Instructions for the task.
Every line of the data below should be written out word for word.

Data for review.
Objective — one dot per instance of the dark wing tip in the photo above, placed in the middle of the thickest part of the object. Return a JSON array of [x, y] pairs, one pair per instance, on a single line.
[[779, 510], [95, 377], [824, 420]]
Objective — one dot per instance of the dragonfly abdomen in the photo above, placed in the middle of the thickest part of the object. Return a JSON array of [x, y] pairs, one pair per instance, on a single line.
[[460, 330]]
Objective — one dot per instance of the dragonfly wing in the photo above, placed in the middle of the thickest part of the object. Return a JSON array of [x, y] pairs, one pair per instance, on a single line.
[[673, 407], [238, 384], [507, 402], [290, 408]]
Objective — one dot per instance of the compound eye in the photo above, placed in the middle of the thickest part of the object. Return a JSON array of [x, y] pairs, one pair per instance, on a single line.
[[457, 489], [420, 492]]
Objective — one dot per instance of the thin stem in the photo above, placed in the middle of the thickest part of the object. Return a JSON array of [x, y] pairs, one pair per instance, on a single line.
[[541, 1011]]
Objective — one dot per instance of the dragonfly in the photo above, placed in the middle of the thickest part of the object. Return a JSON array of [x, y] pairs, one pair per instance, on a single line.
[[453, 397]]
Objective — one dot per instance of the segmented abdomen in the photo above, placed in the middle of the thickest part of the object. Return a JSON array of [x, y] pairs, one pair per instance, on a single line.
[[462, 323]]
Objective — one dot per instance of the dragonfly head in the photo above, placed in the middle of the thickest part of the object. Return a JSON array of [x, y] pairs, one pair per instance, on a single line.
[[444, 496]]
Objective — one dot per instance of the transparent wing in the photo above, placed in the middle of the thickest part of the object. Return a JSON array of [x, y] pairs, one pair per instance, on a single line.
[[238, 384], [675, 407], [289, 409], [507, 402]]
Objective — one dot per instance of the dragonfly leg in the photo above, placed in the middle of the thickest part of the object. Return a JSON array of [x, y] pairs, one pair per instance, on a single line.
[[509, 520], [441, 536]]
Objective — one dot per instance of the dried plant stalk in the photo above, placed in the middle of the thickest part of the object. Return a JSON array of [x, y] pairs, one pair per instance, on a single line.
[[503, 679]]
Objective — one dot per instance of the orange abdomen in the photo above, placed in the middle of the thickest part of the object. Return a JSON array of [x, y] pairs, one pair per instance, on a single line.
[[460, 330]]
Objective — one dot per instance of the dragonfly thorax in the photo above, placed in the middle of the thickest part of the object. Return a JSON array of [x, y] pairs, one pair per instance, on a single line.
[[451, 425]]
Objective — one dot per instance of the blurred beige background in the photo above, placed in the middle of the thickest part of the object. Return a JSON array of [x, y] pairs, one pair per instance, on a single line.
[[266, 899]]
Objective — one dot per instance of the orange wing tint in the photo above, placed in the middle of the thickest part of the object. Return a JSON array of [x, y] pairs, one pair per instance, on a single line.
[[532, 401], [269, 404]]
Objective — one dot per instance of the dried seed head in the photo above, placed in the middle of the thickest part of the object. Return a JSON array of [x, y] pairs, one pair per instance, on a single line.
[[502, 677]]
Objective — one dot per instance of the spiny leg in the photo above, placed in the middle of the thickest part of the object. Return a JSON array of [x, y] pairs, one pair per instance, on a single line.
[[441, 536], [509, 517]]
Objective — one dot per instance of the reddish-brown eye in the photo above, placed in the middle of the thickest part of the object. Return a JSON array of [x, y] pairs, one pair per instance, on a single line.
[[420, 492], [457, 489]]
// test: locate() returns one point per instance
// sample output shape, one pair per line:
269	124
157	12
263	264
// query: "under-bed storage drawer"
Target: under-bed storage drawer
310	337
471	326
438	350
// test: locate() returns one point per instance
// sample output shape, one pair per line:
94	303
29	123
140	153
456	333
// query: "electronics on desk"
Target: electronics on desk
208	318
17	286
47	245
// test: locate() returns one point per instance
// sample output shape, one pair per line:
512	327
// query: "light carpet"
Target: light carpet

Response to this exercise.
Objective — one dot per instance of the dark wing tip in the photo above, placed in the middle of the thickest part of the object. Return a JSON array of [x, y] pairs, one pair per instance, on a single line.
[[779, 510], [95, 377], [824, 420]]
Objective — one dot per instance of the dragonfly abdomen in the photo above, placed in the middle of the thickest part of the object. Return a JSON array of [x, y] pairs, one pair per instance, on a single line.
[[460, 330]]
Objective — one dot per instance of the dragonfly wing in the photo above, placed in the middle of the thickest part of the object. Return a JSON array of [x, y] pairs, one pair per instance, on a single line.
[[673, 407], [238, 384], [507, 402], [290, 408]]
Objective — one dot per instance of the compound eye in the photo above, placed in the middle of the thickest part of the object. Return a JSON array of [x, y] pairs, one pair per instance, on a single line.
[[457, 489], [420, 492]]
Objective — one dot per instance of the thin stem in the photo above, placed in the middle of the thickest part of the object. Return a JSON array of [x, y] pairs, one pair per instance, on a single line.
[[541, 1011]]
Objective — one dot per instance of the dragonfly in the photo above, placed in the middle of the thickest part of the object. Return a JSON array of [x, y] pairs, one pair per instance, on a single line.
[[453, 397]]
Objective — one dot per instance of the segmented abdomen in the photo above, placed in the middle of the thickest part of the object. Return a JSON array of [x, y] pairs, one pair per instance, on a single line.
[[462, 323]]
Objective — one dot per instance of the dragonfly head in the photo above, placed in the middle of the thickest part of the object. Return a JSON array of [x, y] pairs, one pair per instance, on a single line.
[[444, 496]]
Objective — one dot per instance of the transparent wing in the photo above, placed in the middle of the thickest part of the object. Return a JSON array of [x, y] pairs, one pair per instance, on a single line.
[[238, 384], [675, 407], [289, 409], [507, 402]]
Objective — one dot per instance of the dragonfly leg in the photo above, placed in the middle of the thickest part of the object. Return a JSON array of [x, y] pairs, one pair per instance, on a single line.
[[509, 520], [441, 536]]
Objective — one dot per instance of the dried plant stalk in the photo above, placed in the middle of the thickest part of the object. Return a JSON array of [x, y] pairs, one pair per instance, on a single line.
[[503, 679]]
Objective — one dot per instance of the orange abdomen in the photo above, placed in the middle of the thickest part of the object. Return a JSON array of [x, y] pairs, one pair per instance, on a single line.
[[460, 330]]
Objective — one dot per instance of the dragonfly thorax in the photo above, placed in the middle of the thickest part of the object. Return a JSON array of [x, y] pairs, one pair per instance, on a single line.
[[451, 425]]
Objective — one dot per instance of the blurred beige background in the photo above, placed in the middle of the thickest part of the object. Return a JSON array of [x, y] pairs, one pair per instance, on a single line.
[[266, 899]]
Objective — one dot per instance of the orange wing tint in the photo above, placed in the middle of the thickest part of the object. Return a JSON array of [x, y] pairs, one pair per instance, on a single line.
[[532, 401], [269, 404]]
Objective — one dot per instance of the dried seed head in the photo above, placed in the middle of the thickest part of the object. Return a JSON array of [x, y] pairs, one pair per instance, on a single line.
[[502, 677]]
Objective — one dot per instance of the spiny leg in the photo above, placed in the middle of the thickest part of the object. Return a JSON array of [x, y] pairs, one pair per instance, on a single line.
[[441, 536], [509, 517]]
Objective — one dot per instance of the reddish-brown eye in the photo above, placed in the middle of the thickest part of the object. Return a JSON array of [x, y] pairs, one pair per instance, on a single line.
[[420, 492], [457, 489]]
// test: locate() returns one point per instance
// sample output shape, one pair per line:
269	124
157	12
263	264
// query: "under-bed storage drawer"
Target: under-bed storage drawer
310	337
471	326
438	350
// test: locate() returns one point per instance
// sample output shape, one pair per line:
94	303
29	123
140	153
456	333
// query: "electronics on desk"
Target: electronics on desk
208	318
17	286
47	245
// test: locate() returns one point per instance
// sample output shape, one pair per line:
512	327
// query: "light carpet"
Target: light carpet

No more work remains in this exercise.